> _OBJECTIVE A_: Filter the entries below so that only the lines containing the string "mask" remain, copying each such line in full; the match is case-sensitive.

— BEGIN SOURCE EXCERPT —

[slurm-dev] Output and Error Files

0 views
Skip to first unread message

Yinka Adeosun

unread,
Aug 28, 2012, 10:18:04 AM8/28/12
to slurm-dev

Hi,

 

I am having issue with slurm not creating the output(xxx.out) and error (xxx.err) file In the directory it was run. Also, sview reporting that the job is running but it’s actually not running.

 

Yinka Adeosun

Unix Administrator

Vistronix, Inc

Contractor to US EPA Chesapeake Bay Program Office

410-295-1323

 

Andy Riebs

unread,
Aug 28, 2012, 10:47:04 AM8/28/12
to slurm-dev
Yinka,

The following information would help considerably in identifying the nature of your problem:

1. What version of SLURM? (If you configured and built it, what options did you use?)
2. What OS? What hardware?
3. Are user directories shared across the cluster?
4. Do you use automount for the user directories?
5. Can you include a copy of your slurm.conf?
6. Do you know where the user output *is* going?
7. Do the slurmctld.log and slurmd.log log files report any errors?

Andy


On 08/28/2012 09:55 AM, Yinka Adeosun wrote:

Hi,

 

I am having issue with slurm not creating the output(xxx.out) and error (xxx.err) file In the directory it was run. Also, sview reporting that the job is running but it’s actually not running.

 

Yinka Adeosun

Unix Administrator

Vistronix, Inc

Contractor to US EPA Chesapeake Bay Program Office

410-295-1323

 


-- 
Andy Riebs
Hewlett-Packard Company
High Performance Computing
+1-786-263-9743
My opinions are not necessarily those of HP

Yinka Adeosun

unread,
Aug 28, 2012, 1:47:04 PM8/28/12
to slurm-dev

I started here less than a week but I’d answer to the best of my knowledge.

 

1.       What version of SLURM? (If you configured and built it, what options did you use?) – 2.1.6-1
2. What OS? What hardware? – RHEL5. Dell Clusters(HPC)

— END SOURCE EXCERPT —
— BEGIN INPUT RECORDS —

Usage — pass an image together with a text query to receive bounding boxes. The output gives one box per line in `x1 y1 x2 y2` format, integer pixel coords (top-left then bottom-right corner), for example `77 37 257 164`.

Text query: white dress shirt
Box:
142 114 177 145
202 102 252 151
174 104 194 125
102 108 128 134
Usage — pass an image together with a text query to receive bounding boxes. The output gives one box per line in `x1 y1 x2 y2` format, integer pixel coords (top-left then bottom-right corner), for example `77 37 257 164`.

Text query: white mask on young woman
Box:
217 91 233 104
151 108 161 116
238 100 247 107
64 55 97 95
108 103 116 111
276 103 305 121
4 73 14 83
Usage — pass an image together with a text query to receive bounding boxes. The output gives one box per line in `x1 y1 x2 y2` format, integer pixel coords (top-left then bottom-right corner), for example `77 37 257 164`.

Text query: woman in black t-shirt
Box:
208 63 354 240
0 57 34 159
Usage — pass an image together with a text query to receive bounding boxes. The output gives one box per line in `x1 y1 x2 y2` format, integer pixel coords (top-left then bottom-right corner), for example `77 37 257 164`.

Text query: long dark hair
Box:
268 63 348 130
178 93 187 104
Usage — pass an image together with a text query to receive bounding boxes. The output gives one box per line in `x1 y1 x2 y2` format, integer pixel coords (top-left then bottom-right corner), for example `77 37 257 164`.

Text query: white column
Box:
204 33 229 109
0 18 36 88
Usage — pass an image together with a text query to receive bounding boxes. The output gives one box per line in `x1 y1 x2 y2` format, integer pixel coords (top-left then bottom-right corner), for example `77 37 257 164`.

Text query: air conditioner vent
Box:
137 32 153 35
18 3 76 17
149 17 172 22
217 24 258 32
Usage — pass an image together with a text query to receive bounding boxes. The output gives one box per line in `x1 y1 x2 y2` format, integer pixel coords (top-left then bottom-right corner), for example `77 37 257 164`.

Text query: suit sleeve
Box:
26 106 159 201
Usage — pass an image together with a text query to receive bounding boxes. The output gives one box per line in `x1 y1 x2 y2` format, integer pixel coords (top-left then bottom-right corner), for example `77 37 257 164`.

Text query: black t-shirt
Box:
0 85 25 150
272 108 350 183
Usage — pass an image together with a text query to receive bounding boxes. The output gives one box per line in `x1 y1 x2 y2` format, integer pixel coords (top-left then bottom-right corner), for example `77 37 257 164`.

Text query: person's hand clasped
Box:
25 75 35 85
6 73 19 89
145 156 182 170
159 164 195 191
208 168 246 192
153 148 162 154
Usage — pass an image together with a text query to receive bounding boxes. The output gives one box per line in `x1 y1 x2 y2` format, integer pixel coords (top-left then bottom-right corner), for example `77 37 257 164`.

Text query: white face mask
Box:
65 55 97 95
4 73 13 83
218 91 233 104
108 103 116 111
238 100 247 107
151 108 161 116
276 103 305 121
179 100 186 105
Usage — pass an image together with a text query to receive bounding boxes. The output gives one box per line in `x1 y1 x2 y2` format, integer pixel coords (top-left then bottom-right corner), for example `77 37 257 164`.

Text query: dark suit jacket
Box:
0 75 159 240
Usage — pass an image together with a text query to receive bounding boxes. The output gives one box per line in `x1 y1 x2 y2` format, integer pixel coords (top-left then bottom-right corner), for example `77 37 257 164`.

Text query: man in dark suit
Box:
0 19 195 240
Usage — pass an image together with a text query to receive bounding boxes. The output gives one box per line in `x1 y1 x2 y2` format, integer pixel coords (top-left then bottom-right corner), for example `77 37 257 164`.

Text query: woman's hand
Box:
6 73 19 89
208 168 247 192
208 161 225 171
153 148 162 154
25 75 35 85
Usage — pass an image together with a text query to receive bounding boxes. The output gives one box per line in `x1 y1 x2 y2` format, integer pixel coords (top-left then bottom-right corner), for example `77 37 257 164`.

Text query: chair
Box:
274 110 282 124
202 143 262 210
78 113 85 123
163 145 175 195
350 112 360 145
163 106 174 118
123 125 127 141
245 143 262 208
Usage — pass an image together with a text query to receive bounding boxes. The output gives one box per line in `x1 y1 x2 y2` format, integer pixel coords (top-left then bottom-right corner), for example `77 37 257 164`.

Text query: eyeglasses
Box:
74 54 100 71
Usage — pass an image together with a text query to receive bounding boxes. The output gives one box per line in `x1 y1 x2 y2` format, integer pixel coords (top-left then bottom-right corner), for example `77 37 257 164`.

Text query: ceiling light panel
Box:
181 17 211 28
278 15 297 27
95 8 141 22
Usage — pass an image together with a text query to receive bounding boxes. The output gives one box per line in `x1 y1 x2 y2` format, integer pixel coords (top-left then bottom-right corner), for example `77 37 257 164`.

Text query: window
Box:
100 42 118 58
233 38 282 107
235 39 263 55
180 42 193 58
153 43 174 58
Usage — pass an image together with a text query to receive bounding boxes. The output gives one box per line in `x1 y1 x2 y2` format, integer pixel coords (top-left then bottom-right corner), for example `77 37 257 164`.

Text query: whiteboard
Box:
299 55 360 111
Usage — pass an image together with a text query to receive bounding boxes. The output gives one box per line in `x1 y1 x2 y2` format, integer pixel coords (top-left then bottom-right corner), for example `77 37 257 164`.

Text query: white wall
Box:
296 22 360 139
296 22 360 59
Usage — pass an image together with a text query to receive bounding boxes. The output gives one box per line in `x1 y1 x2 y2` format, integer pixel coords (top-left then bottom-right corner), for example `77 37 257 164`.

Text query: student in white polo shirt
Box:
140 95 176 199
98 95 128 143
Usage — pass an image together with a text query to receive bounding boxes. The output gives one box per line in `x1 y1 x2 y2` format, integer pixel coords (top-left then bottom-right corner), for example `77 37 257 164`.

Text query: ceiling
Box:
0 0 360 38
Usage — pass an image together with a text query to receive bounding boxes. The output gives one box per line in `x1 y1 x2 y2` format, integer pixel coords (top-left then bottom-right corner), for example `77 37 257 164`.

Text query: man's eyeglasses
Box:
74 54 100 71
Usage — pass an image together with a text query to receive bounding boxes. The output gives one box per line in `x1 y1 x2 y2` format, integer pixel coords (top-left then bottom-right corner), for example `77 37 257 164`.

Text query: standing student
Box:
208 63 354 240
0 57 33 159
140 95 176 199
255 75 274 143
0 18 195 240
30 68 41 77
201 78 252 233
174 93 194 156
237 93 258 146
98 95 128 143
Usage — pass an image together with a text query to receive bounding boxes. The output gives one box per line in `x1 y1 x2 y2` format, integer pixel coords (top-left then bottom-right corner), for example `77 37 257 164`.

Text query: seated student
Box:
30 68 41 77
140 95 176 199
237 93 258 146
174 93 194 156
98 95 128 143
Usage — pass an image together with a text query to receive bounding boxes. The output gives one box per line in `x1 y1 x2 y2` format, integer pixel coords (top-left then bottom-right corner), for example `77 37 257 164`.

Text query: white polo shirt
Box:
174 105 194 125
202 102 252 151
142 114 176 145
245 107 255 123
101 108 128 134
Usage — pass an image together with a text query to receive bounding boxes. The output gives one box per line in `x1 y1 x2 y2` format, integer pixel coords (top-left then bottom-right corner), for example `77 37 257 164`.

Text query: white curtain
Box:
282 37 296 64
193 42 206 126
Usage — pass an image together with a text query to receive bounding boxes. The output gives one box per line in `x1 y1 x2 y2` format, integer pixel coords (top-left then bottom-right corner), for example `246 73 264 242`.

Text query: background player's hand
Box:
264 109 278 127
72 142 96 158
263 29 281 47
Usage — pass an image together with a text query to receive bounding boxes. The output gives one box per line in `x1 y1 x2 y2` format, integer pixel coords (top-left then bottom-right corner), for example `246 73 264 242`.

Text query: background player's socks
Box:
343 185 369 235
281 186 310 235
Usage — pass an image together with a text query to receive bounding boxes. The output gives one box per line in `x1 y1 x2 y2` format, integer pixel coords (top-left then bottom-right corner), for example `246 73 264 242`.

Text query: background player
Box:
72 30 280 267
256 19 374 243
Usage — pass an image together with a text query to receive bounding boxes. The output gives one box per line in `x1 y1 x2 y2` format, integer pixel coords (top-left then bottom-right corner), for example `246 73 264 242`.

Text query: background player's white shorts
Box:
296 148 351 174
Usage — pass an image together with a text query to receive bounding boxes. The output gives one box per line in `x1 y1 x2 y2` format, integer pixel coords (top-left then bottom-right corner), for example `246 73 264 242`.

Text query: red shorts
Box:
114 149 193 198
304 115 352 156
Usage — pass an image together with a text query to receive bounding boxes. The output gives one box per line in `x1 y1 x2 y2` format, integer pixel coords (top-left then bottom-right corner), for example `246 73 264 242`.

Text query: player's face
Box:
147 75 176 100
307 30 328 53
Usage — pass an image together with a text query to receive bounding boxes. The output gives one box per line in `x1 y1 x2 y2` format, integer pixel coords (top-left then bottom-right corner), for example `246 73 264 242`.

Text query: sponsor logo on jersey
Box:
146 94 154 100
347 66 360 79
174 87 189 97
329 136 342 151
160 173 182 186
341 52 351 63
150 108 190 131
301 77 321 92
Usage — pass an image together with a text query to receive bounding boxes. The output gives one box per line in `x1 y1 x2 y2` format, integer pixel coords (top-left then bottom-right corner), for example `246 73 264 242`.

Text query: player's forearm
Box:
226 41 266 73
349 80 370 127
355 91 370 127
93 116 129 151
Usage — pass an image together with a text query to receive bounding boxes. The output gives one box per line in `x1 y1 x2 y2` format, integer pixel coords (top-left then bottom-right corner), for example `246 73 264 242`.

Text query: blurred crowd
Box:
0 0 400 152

— END INPUT RECORDS —

> _OBJECTIVE B_: Indicate whether each of the following statements agrees with the SLURM mailing-list thread, answering yes or no and quoting the deciding words of that thread: (i) the SLURM version given in reply is 2.1.6-1; (ii) Andy Riebs asks whether user directories are shared across the cluster; (iii) the operating system given in reply is Ubuntu.

> _FINAL RESULT A_:
Text query: white mask on young woman
Text query: white face mask

> _FINAL RESULT B_:
(i) Yes: "– 2.1.6-1"
(ii) Yes: "Are user directories shared across the cluster?"
(iii) No: "RHEL5. Dell Clusters(HPC)"